TESTO DA LEGGERE –
Appunti sulla pratica.

Da una parte c’è la testa. 

[“Sii come l'acqua che si fa strada attraverso le crepe. Non essere assertivo, ma adattati all'oggetto e troverai un modo per aggirarlo o attraversarlo. Se nulla dentro di te rimane rigido, le cose esteriori si riveleranno. Svuota la tua mente, sii senza forma. Informe, come l'acqua. Se metti l'acqua in una tazza, diventa la tazza. Metti l'acqua in una bottiglia e diventa la bottiglia. Lo metti in una teiera e diventa la teiera. Ora, l'acqua può scorrere o può schiantarsi. Sii acqua, amico mio” - Be Water, My Friend: The True Teachings of Bruce Lee]

E il libero arbitrio, l'autodeterminazione, l'autocoscienza. La mindfulness. La presenza. Dice: fai ordine dentro di te. Ripulisciti dalle impurità e dalle dissolutezze. Fai silenzio, cerca il deserto. In questi giorni questa è un’immagine che mi torna spesso in mente: il deserto, luogo della sottrazione e dell’incontro con il vuoto, il nulla, il grande Altro. Uno spazio da riempire di senso liberandosi dal caos interiore. Con disciplina. E mentre scrivo queste note cerco di ricordarmi della scrittura automatica, che aveva proprio come obiettivo essenziale questo azzeramento monastico. In ogni cultura e religione l’ascesi ha a che fare principalmente con la sottrazione, il togliere, a mezzo di rinuncia allo strapotere del primo vincolo che ci trattiene dall’essere retti: il pensiero. 

Dall’altra c’è il corpo. 

[“Eppure, le prove scientifiche emergenti suggeriscono sempre più che essere consapevoli di chi sei - essere autocosciente - dipende davvero, non solo dai processi nel tuo cervello, ma anche da ciò che sta accadendo nel profondo dei tuoi visceri” - A stable sense of self is rooted in the lungs, heart and gut, Alessandro Monti, Aeon]

E la casa dell’anima, e il corpo sacro,  e l’allenamento, e il digiuno. E ogni forma di metrica applicata al suo funzionamento. Battiti. Centimetri. Chilometri. Vivere significa disporre di un corpo funzionante. Non avere un corpo impedisce l’idea stessa del pensiero, dato che le capacità cognitive sono alimentate dagli stessi composti chimici organici di cui si cibano i muscoli. Pensiamo, in quanto macchine complesse che sanno svolgere i compiti meccanici più banali fino a quelli speculativi più complessi. E per pensare occorre allenare il corpo, rafforzandolo ogni giorno ovvero decidendo deliberatamente di oltraggiarlo, offenderlo con comportamenti di sfida e di messa alla prova. Perché un conto è volere, un conto è potere. Anche qui sta il grande limite della libertà: fare quello che possiamo, non quello che vogliamo. Il secondo vincolo è il corpo: sempre decade e decide cosa ci serve e cosa no.

DATI FORNITI –
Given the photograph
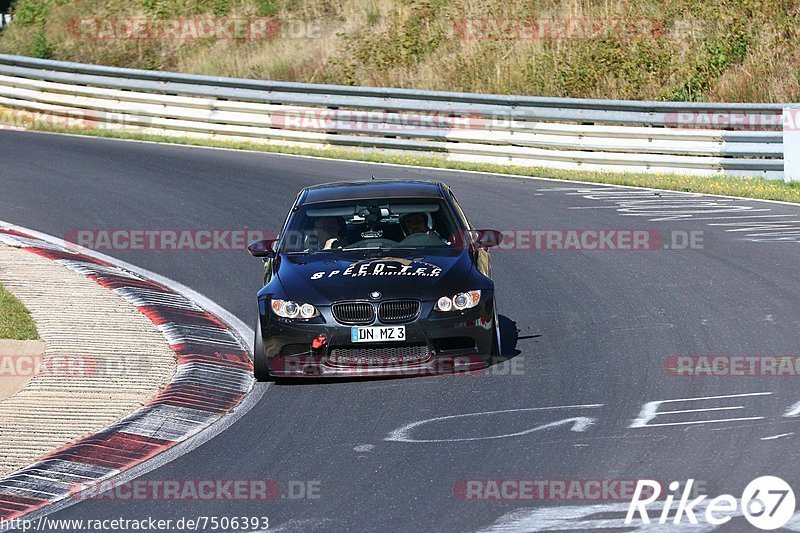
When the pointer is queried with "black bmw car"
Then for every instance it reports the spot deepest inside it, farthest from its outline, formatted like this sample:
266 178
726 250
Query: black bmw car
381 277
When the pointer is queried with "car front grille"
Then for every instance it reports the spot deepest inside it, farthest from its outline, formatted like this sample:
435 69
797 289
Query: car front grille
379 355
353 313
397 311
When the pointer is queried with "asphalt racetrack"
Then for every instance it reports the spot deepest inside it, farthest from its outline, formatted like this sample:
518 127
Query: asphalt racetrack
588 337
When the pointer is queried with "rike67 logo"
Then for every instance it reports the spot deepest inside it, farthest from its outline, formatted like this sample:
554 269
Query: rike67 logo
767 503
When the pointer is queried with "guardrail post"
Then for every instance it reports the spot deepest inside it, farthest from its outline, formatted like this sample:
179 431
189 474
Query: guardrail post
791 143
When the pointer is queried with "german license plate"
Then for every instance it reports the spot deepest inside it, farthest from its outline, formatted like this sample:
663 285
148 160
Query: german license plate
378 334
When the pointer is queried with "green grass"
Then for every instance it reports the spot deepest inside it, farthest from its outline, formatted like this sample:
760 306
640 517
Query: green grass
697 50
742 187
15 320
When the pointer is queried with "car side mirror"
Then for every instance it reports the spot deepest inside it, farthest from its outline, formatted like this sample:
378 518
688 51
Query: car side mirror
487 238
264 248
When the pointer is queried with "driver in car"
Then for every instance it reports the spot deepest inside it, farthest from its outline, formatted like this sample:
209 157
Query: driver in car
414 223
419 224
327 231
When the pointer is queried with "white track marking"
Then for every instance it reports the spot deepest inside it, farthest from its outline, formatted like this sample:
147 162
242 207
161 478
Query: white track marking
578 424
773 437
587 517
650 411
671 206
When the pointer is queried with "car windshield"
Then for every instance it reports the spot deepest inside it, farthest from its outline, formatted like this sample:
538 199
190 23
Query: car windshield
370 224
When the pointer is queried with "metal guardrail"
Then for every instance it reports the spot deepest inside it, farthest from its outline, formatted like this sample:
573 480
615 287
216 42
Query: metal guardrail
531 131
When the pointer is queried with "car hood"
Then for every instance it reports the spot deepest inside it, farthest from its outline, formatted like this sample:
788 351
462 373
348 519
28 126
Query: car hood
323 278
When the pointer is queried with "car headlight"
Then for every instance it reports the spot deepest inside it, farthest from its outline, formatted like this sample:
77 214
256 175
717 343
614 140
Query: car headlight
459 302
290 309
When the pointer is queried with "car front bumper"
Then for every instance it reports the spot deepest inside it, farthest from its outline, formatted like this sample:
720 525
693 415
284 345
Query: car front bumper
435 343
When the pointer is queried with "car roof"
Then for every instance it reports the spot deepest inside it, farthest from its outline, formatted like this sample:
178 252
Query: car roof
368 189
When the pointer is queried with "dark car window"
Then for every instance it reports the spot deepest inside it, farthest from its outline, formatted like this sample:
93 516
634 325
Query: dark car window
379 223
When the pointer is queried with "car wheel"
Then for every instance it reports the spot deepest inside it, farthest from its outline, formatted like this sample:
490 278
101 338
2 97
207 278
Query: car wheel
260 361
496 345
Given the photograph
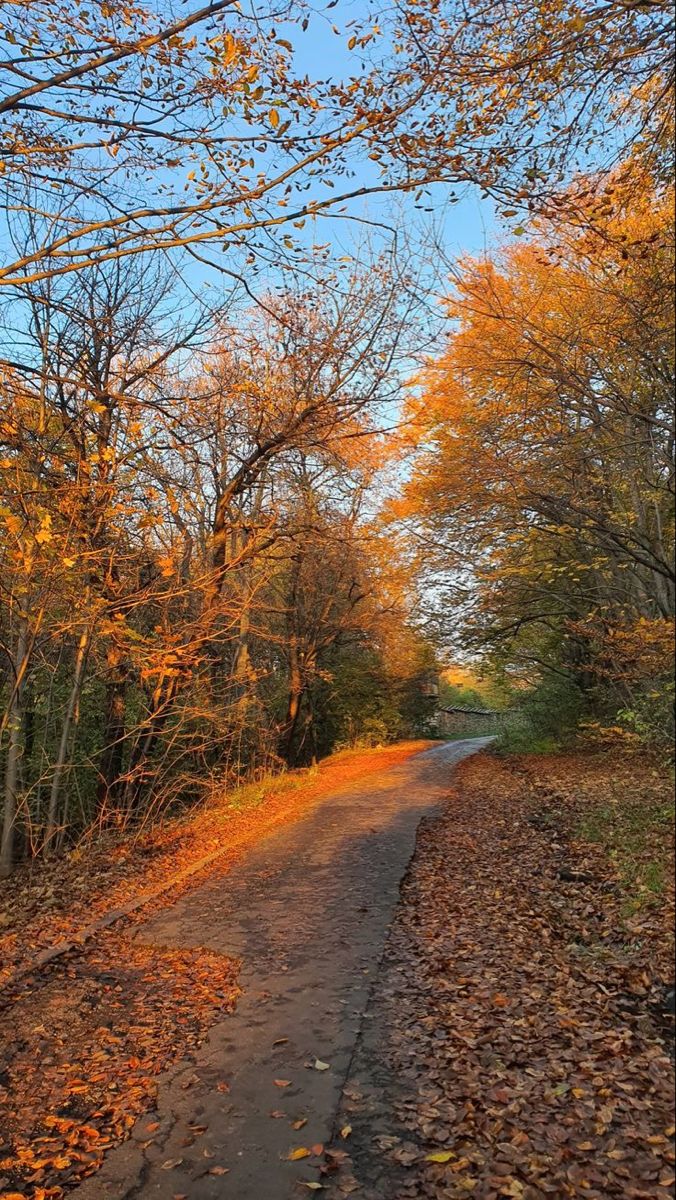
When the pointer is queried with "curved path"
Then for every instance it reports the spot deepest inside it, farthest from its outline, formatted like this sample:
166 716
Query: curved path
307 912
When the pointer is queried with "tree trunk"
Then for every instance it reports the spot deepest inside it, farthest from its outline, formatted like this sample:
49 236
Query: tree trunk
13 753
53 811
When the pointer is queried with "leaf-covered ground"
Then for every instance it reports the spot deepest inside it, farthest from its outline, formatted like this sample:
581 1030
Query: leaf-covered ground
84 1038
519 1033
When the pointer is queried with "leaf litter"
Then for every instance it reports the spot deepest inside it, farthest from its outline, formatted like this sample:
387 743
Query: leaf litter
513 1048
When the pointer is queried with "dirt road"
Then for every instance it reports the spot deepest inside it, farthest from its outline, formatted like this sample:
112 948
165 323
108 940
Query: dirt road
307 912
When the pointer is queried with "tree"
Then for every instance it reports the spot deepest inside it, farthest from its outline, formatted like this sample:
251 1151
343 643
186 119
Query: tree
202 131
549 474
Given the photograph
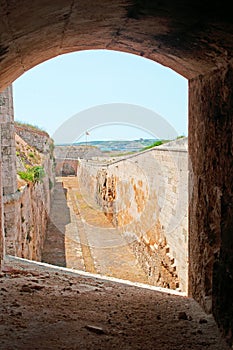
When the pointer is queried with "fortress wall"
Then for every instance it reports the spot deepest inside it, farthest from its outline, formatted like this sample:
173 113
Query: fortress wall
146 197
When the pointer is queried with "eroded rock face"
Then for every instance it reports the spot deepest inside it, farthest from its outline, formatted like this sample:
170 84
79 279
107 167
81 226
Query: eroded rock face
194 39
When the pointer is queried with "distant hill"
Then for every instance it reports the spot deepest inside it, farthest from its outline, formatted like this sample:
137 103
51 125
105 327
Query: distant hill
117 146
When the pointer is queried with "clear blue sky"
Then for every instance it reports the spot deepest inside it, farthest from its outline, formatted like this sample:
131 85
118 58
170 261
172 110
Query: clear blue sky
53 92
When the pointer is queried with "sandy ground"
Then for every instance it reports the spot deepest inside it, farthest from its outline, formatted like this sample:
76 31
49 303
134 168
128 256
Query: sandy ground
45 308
* * *
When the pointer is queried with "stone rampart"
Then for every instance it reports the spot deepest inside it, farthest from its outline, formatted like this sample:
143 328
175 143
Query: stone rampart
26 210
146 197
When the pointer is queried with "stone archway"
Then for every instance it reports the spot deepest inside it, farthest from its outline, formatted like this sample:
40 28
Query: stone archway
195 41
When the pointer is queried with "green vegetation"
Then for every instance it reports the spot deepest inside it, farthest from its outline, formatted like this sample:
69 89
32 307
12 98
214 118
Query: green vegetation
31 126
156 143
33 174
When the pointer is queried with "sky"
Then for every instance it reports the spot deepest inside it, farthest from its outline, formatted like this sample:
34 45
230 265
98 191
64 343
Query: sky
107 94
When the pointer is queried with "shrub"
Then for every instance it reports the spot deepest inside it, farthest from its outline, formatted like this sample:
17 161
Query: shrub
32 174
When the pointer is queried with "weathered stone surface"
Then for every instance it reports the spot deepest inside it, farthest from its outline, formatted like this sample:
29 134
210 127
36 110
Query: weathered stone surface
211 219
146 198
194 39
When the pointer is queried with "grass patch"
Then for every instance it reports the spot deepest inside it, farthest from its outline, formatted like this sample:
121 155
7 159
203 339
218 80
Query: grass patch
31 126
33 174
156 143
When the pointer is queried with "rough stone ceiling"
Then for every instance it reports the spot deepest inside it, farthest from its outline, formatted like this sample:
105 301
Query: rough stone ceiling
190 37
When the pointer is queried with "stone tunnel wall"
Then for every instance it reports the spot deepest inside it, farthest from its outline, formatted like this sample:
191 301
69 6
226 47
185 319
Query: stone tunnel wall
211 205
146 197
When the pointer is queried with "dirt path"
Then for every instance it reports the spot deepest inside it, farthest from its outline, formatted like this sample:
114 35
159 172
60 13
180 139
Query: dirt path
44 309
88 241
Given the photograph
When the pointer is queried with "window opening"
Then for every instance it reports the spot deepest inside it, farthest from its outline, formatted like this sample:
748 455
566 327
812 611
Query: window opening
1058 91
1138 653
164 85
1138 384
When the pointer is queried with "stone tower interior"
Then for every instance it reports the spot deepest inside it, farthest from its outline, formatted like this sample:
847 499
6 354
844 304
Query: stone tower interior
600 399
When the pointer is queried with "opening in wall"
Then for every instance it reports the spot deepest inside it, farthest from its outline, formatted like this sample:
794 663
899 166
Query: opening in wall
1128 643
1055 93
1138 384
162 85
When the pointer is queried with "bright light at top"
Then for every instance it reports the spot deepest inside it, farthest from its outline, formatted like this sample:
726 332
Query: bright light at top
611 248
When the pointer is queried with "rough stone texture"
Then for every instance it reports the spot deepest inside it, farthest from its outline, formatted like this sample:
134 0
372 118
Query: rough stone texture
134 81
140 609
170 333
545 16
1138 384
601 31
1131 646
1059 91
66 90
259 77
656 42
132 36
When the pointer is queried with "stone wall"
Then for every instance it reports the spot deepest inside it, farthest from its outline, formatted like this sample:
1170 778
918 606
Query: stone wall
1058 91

COMPITI ASSEGNATI –
A – Raccogli tutte le righe dei record che contengono la stringa "mirror", distinguendo tra maiuscole e minuscole.
B – Scrivi il seguito del testo sulla testa e sul corpo, a partire dalla sua ultima frase.
I record non hanno alcun legame con il testo.

RISPOSTE PER COMPITO –
A –
When the pointer is queried with "car side mirror"
Query: car side mirror

B –
E poi c’è la pratica. 

[“La tua calligrafia. Il modo in cui cammini. Quale modello di porcellana scegli. tutto ti sta dando via. Tutto quello che fai mostra la tua mano. Tutto è un autoritratto. Tutto è un diario».

Chuck Palahniuk, Diario]

E mettere al centro il fare. E diamoci da fare. E doing, not talking. E i prototipi, che ci mostrano come funzionerà. Dice: datti degli obiettivi di crescita. Definisci gli obiettivi e i risultati chiave da cui potrai misurarne il raggiungimento. Misura. Tieni traccia. Capisci come cambi. Fallo e basta - just do it. Con un detour un po’ osèe, si può dire così davvero. Just-do (it). Fare e basta significa mettere da parte la teoria assumendo che la pratica sia essa stessa un’azione in grado di produrre conoscenza speculativa. Che la pratica serva per ‘incorporare’ nella fatica nei fluidi nelle ferite nelle contusioni il nostro pensiero. Fare con le mani disconnettendo il pensiero, lasciando che siano le mani a decidere per noi.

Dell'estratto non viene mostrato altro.